### [Stated exercise]
Reproduce the data word for word, beginning at the line that contains "TARGET = stainless steel refrigerator" and continuing through the last line of the data.

(Point annotation records)
[Start]

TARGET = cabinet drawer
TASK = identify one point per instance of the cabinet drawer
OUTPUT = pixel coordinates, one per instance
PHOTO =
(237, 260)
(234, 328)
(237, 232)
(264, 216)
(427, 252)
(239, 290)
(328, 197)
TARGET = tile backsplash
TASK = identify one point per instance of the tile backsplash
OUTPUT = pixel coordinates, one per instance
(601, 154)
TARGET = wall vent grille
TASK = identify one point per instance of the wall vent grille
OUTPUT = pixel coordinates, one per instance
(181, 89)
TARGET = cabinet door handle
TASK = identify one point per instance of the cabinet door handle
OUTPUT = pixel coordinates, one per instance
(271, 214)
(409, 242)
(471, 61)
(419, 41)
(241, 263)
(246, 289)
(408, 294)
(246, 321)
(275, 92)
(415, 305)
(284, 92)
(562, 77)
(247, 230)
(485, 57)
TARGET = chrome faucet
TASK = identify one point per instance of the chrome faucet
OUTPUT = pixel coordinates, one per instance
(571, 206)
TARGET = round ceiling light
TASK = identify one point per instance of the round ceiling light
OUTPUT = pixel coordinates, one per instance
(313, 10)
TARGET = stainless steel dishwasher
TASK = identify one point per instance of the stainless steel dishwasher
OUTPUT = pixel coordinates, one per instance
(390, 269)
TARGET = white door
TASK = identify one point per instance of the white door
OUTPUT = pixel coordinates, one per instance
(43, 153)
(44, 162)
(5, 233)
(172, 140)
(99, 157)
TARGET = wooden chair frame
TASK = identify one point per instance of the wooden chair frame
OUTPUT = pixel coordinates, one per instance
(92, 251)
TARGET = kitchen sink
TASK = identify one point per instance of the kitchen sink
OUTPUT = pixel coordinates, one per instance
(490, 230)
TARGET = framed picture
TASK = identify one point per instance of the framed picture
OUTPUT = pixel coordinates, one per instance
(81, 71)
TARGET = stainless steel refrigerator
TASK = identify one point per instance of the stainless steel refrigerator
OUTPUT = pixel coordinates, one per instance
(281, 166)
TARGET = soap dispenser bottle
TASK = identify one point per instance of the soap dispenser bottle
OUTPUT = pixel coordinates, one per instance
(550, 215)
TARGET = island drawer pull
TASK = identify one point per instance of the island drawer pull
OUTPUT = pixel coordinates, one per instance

[End]

### [Response to the task]
TARGET = stainless steel refrigerator
TASK = identify one point per instance of the stainless steel refrigerator
OUTPUT = pixel coordinates, one per instance
(281, 166)
TARGET = soap dispenser bottle
TASK = identify one point per instance of the soap dispenser bottle
OUTPUT = pixel coordinates, one per instance
(550, 215)
TARGET = island drawer pull
TASK = identify one point per instance of the island drawer pull
OUTPUT = pixel coordinates, one per instance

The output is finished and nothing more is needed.